Source extract =
---

Mr. McBurney is the artistic director of Complicité, a British avant-garde theater troupe whose work I admire. Perhaps not surprisingly, he has used “All My Sons” as a vehicle for his multi-media prestidigitation: Newsreel-style rear projections, thunderous sound effects and spooky incidental music are seen and heard throughout the evening, while Tom Pye’s minimalist set looks as though it were designed for an opera by Philip Glass. But while this trickery might well have been impressive if deployed in the service of one of Complicité’s surreal spectacles, it has nothing whatsoever to do with the modest exercise in kitchen-sink naturalism that is “All My Sons,” and Miller’s script all but disappears under the weight of Mr. McBurney’s staging….
Like most of the pretty young screen things who have made Broadway debuts in recent seasons, Ms. Holmes is a creature of the camera who doesn’t know the first thing about stage acting. Anyone misguided enough to make her professional stage debut on Broadway opposite Mr. Lithgow and Ms. Wiest in an Arthur Miller play is, of course, asking for trouble, and Ms. Holmes gets it in spades….

---

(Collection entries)
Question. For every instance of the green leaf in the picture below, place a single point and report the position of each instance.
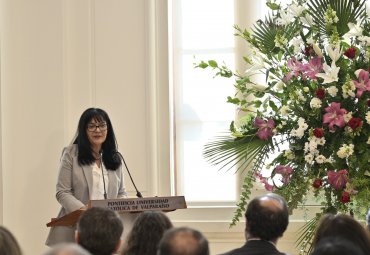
(212, 63)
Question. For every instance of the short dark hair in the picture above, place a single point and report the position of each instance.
(99, 230)
(146, 233)
(8, 243)
(183, 241)
(342, 226)
(335, 246)
(109, 147)
(266, 222)
(70, 248)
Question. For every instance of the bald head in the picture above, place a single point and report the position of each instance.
(267, 217)
(183, 241)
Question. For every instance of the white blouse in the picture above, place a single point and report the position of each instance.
(98, 184)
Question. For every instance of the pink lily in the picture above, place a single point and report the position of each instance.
(334, 115)
(264, 128)
(313, 67)
(295, 66)
(363, 83)
(338, 180)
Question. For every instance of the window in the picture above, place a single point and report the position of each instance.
(203, 31)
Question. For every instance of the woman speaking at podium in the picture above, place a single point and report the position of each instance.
(89, 169)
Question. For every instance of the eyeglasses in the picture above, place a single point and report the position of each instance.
(93, 127)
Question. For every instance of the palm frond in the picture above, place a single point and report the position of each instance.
(306, 234)
(229, 152)
(347, 10)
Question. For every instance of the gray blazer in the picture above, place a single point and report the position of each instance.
(74, 188)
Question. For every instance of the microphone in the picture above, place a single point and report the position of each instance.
(138, 194)
(102, 173)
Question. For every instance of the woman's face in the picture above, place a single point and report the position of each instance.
(97, 132)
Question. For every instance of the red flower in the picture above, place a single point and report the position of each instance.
(320, 93)
(317, 183)
(355, 122)
(350, 53)
(338, 180)
(318, 132)
(345, 198)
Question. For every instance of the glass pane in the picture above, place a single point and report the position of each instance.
(201, 111)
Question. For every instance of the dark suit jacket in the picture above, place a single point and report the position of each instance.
(255, 247)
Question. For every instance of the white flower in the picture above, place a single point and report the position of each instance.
(368, 117)
(297, 42)
(331, 73)
(354, 30)
(315, 103)
(334, 52)
(321, 141)
(280, 85)
(320, 159)
(258, 87)
(345, 150)
(307, 20)
(332, 90)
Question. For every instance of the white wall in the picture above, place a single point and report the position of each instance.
(59, 58)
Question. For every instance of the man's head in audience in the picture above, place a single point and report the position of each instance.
(183, 241)
(67, 249)
(266, 217)
(99, 231)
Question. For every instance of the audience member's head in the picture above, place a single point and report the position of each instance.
(345, 227)
(146, 233)
(99, 231)
(266, 217)
(336, 246)
(183, 241)
(8, 243)
(67, 249)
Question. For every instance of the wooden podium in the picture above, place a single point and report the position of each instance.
(124, 205)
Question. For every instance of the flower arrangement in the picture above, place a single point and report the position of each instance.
(313, 110)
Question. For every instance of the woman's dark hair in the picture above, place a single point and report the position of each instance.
(342, 226)
(111, 160)
(8, 243)
(146, 233)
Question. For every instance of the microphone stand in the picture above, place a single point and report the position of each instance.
(102, 173)
(138, 194)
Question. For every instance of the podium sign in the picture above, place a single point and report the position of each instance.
(141, 204)
(124, 205)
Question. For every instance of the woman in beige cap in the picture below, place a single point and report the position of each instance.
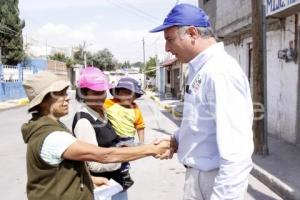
(55, 166)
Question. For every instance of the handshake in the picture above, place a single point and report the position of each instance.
(164, 148)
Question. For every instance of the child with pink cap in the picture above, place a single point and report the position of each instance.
(91, 125)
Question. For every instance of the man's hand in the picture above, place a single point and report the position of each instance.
(99, 181)
(161, 147)
(168, 154)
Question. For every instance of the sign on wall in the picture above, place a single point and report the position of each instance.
(275, 6)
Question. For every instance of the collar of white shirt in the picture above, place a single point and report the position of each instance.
(197, 62)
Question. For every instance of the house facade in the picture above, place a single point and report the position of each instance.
(232, 20)
(172, 79)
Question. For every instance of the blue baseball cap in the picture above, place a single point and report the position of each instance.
(184, 15)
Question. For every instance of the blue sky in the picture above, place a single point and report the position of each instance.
(118, 25)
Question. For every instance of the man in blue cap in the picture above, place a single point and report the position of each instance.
(214, 141)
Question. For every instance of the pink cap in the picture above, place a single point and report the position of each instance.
(94, 79)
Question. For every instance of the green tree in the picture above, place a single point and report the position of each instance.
(150, 69)
(78, 54)
(11, 40)
(62, 58)
(104, 60)
(59, 57)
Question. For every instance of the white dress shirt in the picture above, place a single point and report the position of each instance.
(216, 129)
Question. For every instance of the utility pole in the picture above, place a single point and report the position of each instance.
(46, 50)
(259, 77)
(144, 59)
(0, 55)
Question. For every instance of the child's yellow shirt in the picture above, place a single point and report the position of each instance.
(125, 121)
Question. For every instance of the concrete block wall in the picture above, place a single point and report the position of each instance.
(282, 81)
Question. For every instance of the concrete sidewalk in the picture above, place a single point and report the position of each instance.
(280, 170)
(10, 104)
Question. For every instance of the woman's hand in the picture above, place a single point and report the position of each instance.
(99, 181)
(168, 154)
(162, 147)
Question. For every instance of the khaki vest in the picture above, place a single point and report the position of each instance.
(70, 180)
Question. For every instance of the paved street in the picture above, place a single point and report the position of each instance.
(154, 179)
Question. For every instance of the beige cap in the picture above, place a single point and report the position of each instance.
(37, 86)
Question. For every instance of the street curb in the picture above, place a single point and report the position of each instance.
(276, 185)
(166, 107)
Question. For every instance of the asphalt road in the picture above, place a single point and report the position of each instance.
(154, 179)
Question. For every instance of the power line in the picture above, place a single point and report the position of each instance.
(130, 10)
(6, 27)
(5, 33)
(139, 10)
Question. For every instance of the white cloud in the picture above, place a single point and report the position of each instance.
(64, 35)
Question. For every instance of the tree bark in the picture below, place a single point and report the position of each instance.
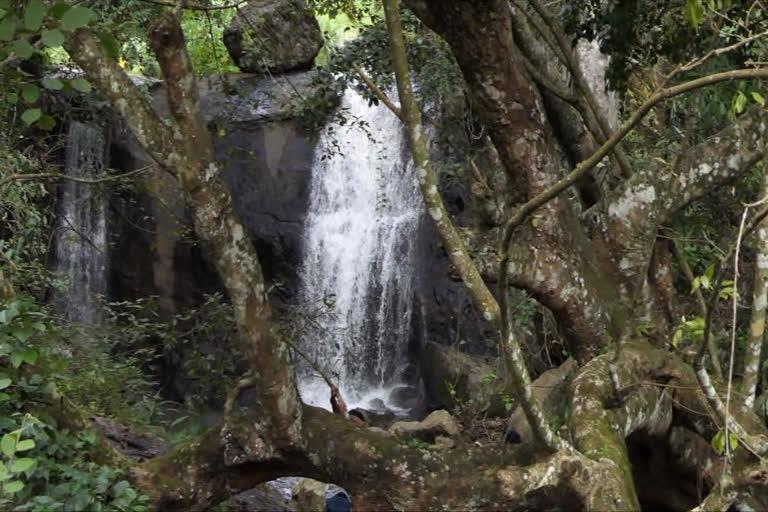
(754, 346)
(183, 147)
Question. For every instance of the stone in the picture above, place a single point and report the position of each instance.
(454, 379)
(263, 498)
(438, 423)
(380, 431)
(444, 443)
(308, 496)
(273, 36)
(406, 397)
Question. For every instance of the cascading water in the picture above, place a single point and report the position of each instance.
(81, 231)
(359, 255)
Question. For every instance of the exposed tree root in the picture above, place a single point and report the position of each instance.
(663, 417)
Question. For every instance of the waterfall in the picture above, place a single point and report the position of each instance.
(81, 230)
(359, 256)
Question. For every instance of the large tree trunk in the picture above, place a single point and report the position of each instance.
(183, 147)
(591, 270)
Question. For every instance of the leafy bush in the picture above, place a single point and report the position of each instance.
(43, 465)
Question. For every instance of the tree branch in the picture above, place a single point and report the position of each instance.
(57, 176)
(197, 7)
(584, 167)
(377, 92)
(153, 135)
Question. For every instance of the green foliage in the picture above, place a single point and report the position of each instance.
(45, 467)
(29, 31)
(718, 441)
(204, 35)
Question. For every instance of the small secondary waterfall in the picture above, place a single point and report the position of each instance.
(81, 231)
(359, 255)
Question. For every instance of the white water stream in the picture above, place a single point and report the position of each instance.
(359, 256)
(81, 231)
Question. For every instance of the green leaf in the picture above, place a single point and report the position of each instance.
(30, 93)
(13, 487)
(17, 357)
(30, 356)
(59, 9)
(46, 123)
(33, 15)
(693, 12)
(30, 116)
(54, 84)
(8, 444)
(77, 17)
(22, 464)
(52, 38)
(677, 337)
(24, 445)
(739, 103)
(7, 28)
(110, 44)
(81, 84)
(718, 442)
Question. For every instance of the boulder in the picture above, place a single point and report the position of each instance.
(406, 397)
(263, 498)
(308, 496)
(438, 423)
(273, 36)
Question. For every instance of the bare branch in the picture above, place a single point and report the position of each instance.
(377, 92)
(126, 98)
(588, 107)
(702, 303)
(56, 176)
(197, 7)
(584, 167)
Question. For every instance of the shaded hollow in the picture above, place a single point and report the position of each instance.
(662, 482)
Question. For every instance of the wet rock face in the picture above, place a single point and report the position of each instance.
(273, 35)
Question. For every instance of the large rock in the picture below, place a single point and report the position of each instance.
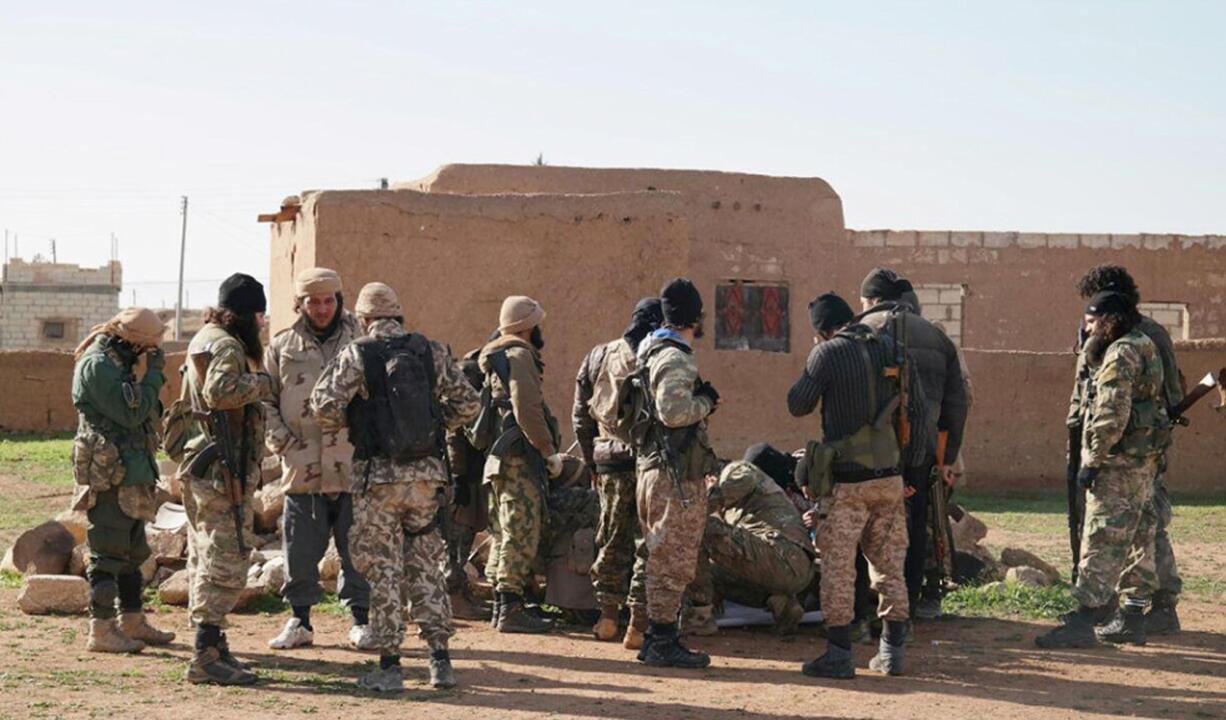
(76, 523)
(167, 545)
(174, 589)
(267, 503)
(44, 594)
(1029, 577)
(1014, 557)
(45, 550)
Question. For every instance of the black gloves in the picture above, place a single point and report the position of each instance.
(708, 390)
(1085, 477)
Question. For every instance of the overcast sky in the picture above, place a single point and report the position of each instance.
(1064, 117)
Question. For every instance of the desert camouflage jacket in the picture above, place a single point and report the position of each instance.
(1128, 420)
(345, 378)
(312, 460)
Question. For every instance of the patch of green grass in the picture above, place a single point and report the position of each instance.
(1010, 600)
(45, 459)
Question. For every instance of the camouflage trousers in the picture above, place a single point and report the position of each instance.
(397, 547)
(1164, 555)
(868, 514)
(1117, 536)
(516, 523)
(747, 568)
(619, 572)
(672, 532)
(216, 568)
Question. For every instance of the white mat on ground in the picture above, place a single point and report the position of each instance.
(739, 616)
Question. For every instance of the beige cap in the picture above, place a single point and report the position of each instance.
(519, 313)
(316, 281)
(378, 301)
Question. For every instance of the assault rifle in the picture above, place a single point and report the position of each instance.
(231, 461)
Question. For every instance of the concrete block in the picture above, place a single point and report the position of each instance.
(867, 238)
(1157, 242)
(900, 239)
(964, 239)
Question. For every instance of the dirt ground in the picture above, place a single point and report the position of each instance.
(958, 669)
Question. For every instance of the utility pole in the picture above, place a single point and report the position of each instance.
(183, 249)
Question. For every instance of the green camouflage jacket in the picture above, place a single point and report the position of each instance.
(1128, 420)
(345, 378)
(312, 461)
(117, 418)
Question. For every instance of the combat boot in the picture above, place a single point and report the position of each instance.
(890, 649)
(786, 611)
(835, 662)
(699, 620)
(136, 626)
(515, 618)
(440, 670)
(1162, 620)
(1126, 628)
(209, 667)
(662, 648)
(464, 607)
(1075, 632)
(106, 637)
(606, 627)
(635, 629)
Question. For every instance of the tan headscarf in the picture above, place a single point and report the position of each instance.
(139, 326)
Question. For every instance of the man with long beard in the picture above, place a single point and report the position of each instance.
(224, 375)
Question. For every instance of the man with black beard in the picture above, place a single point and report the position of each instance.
(224, 374)
(314, 464)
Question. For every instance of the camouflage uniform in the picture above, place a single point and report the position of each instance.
(672, 518)
(314, 464)
(1172, 394)
(395, 540)
(216, 567)
(755, 540)
(113, 463)
(1126, 432)
(620, 559)
(515, 466)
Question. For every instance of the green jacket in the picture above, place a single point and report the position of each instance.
(117, 415)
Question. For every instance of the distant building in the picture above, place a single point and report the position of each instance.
(52, 306)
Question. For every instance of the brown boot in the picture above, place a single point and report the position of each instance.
(635, 631)
(137, 627)
(606, 627)
(104, 637)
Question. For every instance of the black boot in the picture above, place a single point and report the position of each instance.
(1162, 620)
(515, 618)
(1127, 627)
(662, 648)
(1077, 631)
(835, 662)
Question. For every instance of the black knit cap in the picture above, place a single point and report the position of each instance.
(243, 294)
(884, 285)
(681, 303)
(780, 466)
(829, 312)
(1108, 302)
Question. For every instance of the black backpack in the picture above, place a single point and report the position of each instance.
(401, 420)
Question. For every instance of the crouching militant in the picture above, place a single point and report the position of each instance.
(113, 456)
(755, 550)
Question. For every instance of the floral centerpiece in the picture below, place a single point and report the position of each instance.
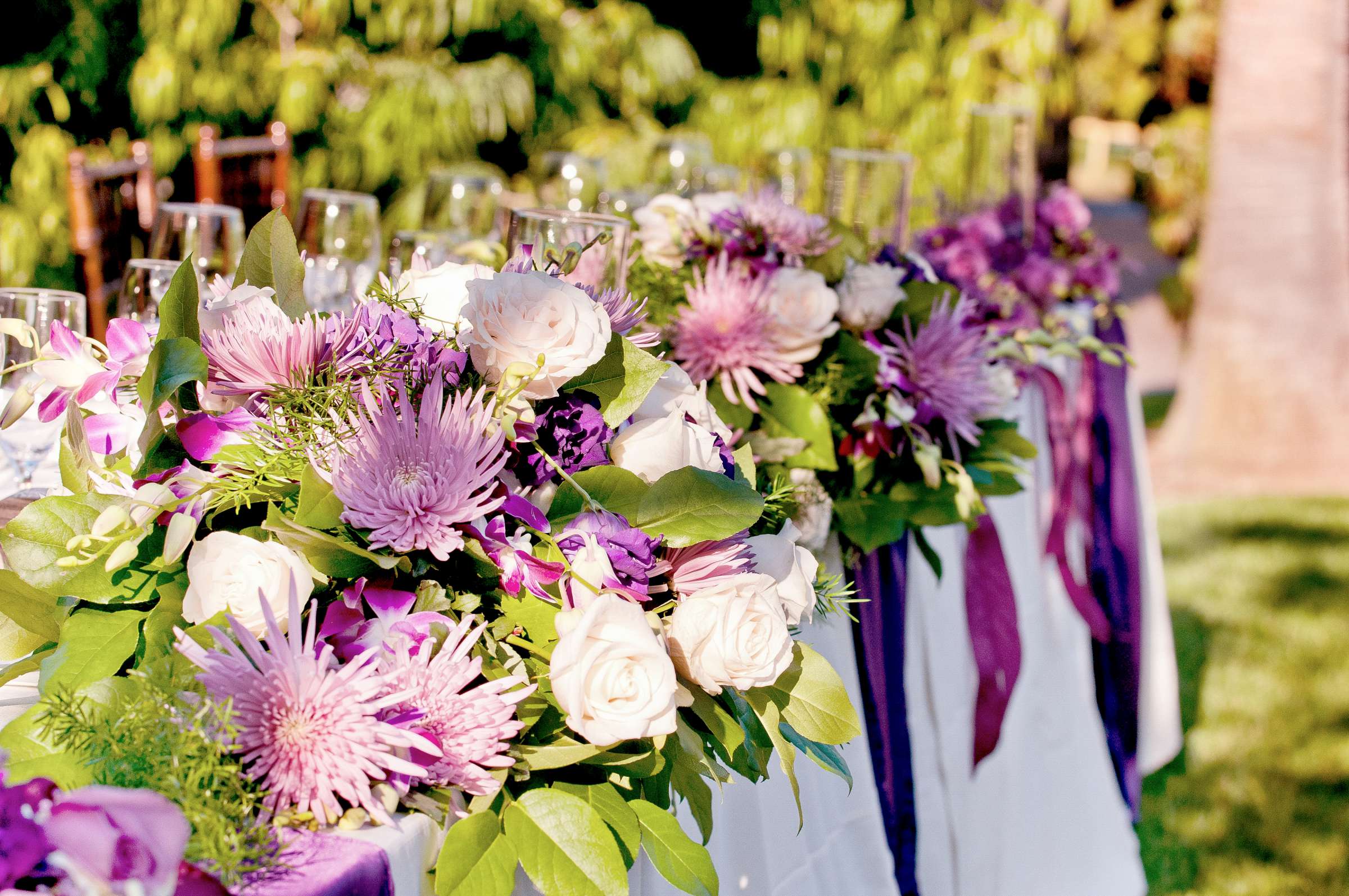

---

Task instructions =
- A) List every person named in the theater review.
- B) Answer these questions from the theater review:
(i) What is the name of the troupe Mr. McBurney directs?
(ii) Whose set looks as though it were designed for an opera by Philip Glass?
(iii) Which two actors does Ms. Holmes appear opposite?
You will not need the lines for this work.

The results =
- A) Mr. McBurney, Tom Pye, Philip Glass, Arthur Miller, Ms. Holmes, Mr. Lithgow, Ms. Wiest

- B)
(i) Complicité
(ii) Tom Pye's
(iii) Mr. Lithgow and Ms. Wiest